=== 設問 ===
1 – 笑いの構造についての文章を読み、次の問いに答えてください。
(a) 『スーパー大辞林』の解説では、笑いを誘う原因はいくつあげられていますか。
(b) 論理に矛盾が見られた場合に使う「おかしい」は、笑いとどのような関係にあるとされていますか。
(c) 滑稽・剽軽・戯けといった要素の内容は、どのように表現される事柄だとされていますか。
2 – 笑いの構造についての文章の続きを、最後の文の後から書き継いでください。

━━━━━ 引用文

《停念堂閑記》32

「日比憐休雑記」2

 

 《“笑い”の構造》2

 

 〔おかしさ〕

 

 “笑い”とは、おおむね〔人が「おかしさ、うれしさ、きまり悪さ、また、何かを馬鹿にした時などの感情表現の一つ」〕と認識するとして、次に、“笑い”を誘う原因について見ることにしよう。

 前記の『スーパー大辞林』の解説にしたがえば、“笑い”を誘う原因として、

 1 おかしさ

 2 うれしさ

 3 きまりわるさ

 4 何かをばかにした時

の4点があげられる。

 まず、「1 おかしさ」の内容について見ることにしょう。

 人間の“笑い”の感情のスイッチが入る第一の原因として、“可笑しさ”が上げられるであろう。人間は、どのような時に、“可笑しさ”を感ずるのであろうか。

 はじめに、“可笑しさ”と言う語について一言しておきたい。たとえば、論理に矛盾が見られた場合、不可解な状況あるいは納得がいかなかった 場合などに、それは「おかしい」、これは「おかしい」と表現することがある。この場合は、“笑い”に直接関係して来ない。ここでは、例えば、笑える《面白 さ》に遭遇した時に感ずる“可笑しさ”を問題としている。

 さて、人間はどのような時に“可笑しさ”を感ずるのであろうか。勿論、個体差やシチュエーションが関係するから、一概に断定できない。そして“可笑しさ”で表現される内容自体かなり多様性に富み、領域も広く、漠然とした性格を持っているので扱い難さがあるが、あまり複雑化させず、さらっと見ることにしょう。 

 まず、“笑い”を誘発する最も重要な要素は、“可笑しい”と言う要素のようである。

 そこで、“可笑しさ”の内容が問題となる。人間が“可笑しい”と感ずる時、その“可笑しさ”の内容に、滑稽・剽軽・戯(おど)けと言った表現で表される要素の存在が大事であるらしい。

 さらに、滑稽・剽軽・戯(おど)けと言った要素の内容は、馬鹿馬鹿しさ・阿呆くささ・間抜けさ・ドシさ・トンマさそして恍(とぼ)けなどと表現される事柄であるらしい。

━━━━━━━━━━
━━━━━ 提示資料

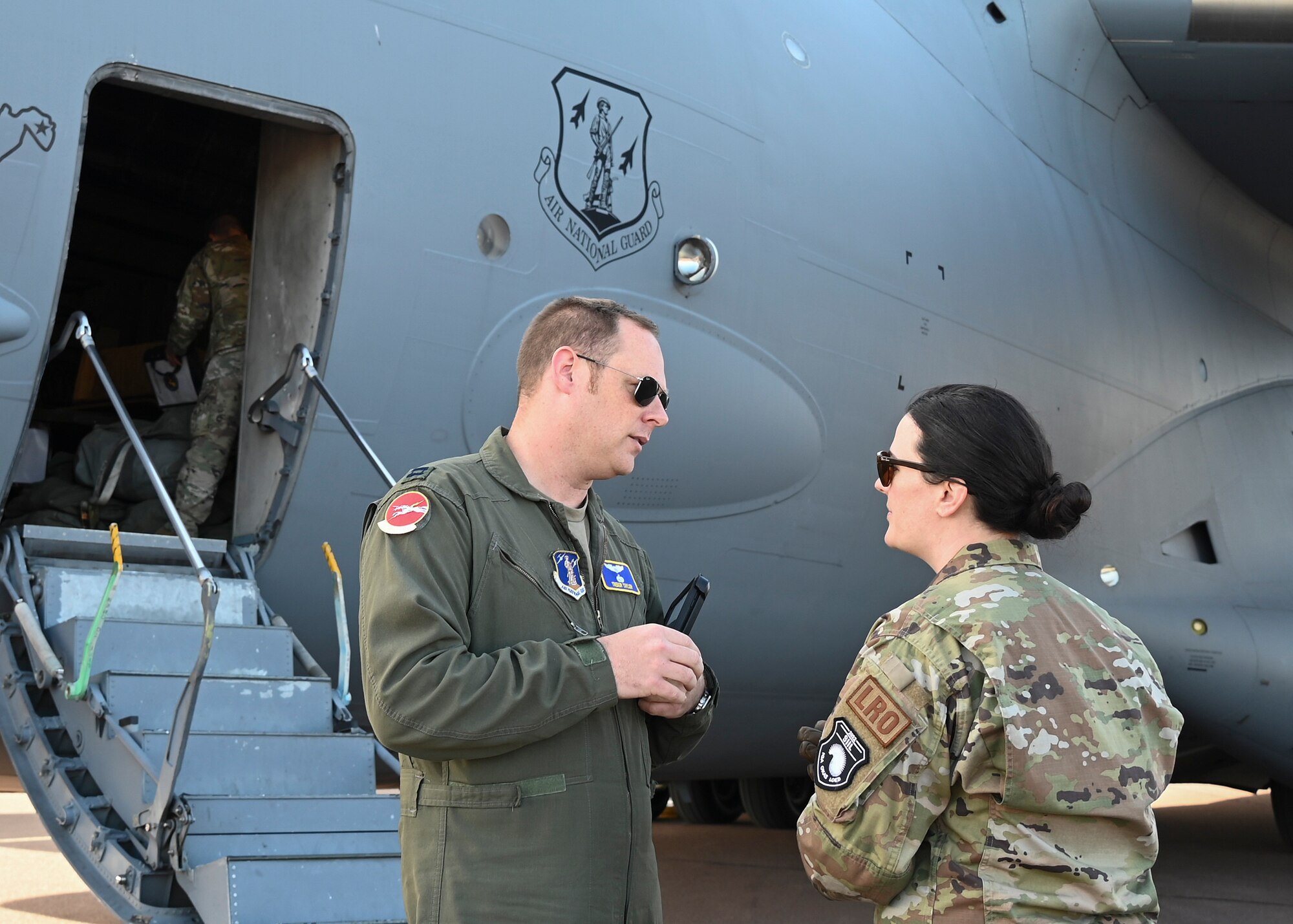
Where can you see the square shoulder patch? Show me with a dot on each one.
(619, 576)
(879, 712)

━━━━━━━━━━

=== 解答例 ===
1 –
(a) おかしさ、うれしさ、きまりわるさ、何かをばかにした時の四つです。
(b) 笑いには直接関係して来ないとされています。
(c) 馬鹿馬鹿しさ・阿呆くささ・間抜けさ・ドシさ・トンマさ、そして恍けなどと表現される事柄だとされています。

2 –
 すなわち、馬鹿馬鹿しさ・阿呆くささ・間抜けさ・ドシさ・トンマさそして恍(とぼ)けなどと表現される事柄に遭遇した時に、人間は“面白さ”を感じ、“笑い”のスイッチが入ることが多いらしい。

 たとえば、落語にしばしば登場する与太郎さんはこの要素をたっぷり持っているキャラクターである。「道具屋」という古典落語に“与太郎さん”が登場している。叔父さんにあたる人が、与太郎さんにぶらぶらしていてもしょうがないので、古道具屋をやらせようとする。店番をしている与太郎さんと客のやりとりが“笑い”を引き起こす。客が並べてある古着を指差して、それを見せてくれという。そうすると、与太郎さ んは、これは「ヒョロビリ」の股引だと言う。客は「ヒョロビリ」とは何だ、と尋ねると、この股引はもう凄く古くて、履いてヒョロッとよろけるとビリッと破 れてしまうので、「ヒョロビリ」の股引なのだ、と説明する。また、並べてある品物の中から刀風のものをとり上げ、客は鞘から抜こうと試みるがなかなか抜け ない。そこで客は与太郎さんに鞘の方をしっかり握るように指示して、二人がかりで抜こうとするが、一向に抜けない。ここで与太郎さんが明言をはく。曰く「お客さんこれは木刀だよ」と言う落ちになる。間抜けな話である。

 なお、この客が相当によたっていて、与太郎さんの上を行く、超与太郎さんのキャラをもっている。すなわち、ダブル与太郎さんの遣り取りが実に良くできている。この間抜けな、阿呆くさい遣り取りが何とも可笑しい。何度聞いても笑える。“阿呆くささ”をピシャリとおさえた、実に良く出来た話である。

 どうして、間抜け者が、「与太郎」と命名されたのであろうか。江戸時代に作られたもののようである。「よたよた」(副詞 足がもつれる様)から来たものであろうか。詳しくは知らない。また、「与太」とは「与太郎」の略とか。さらに、「与太る」などと動詞として使われることもある。これも「与太郎」から派生したもののようである。ちょっとの違いに「ならず者」の意味でつかわれる「与太者」と言われる語がある。本来、「与太郎」と意味的にはかなり類似していたものと推測されるが、長い間つかわれている内に、かなり異なるイメージとなったのであろうか。蛇足ながら。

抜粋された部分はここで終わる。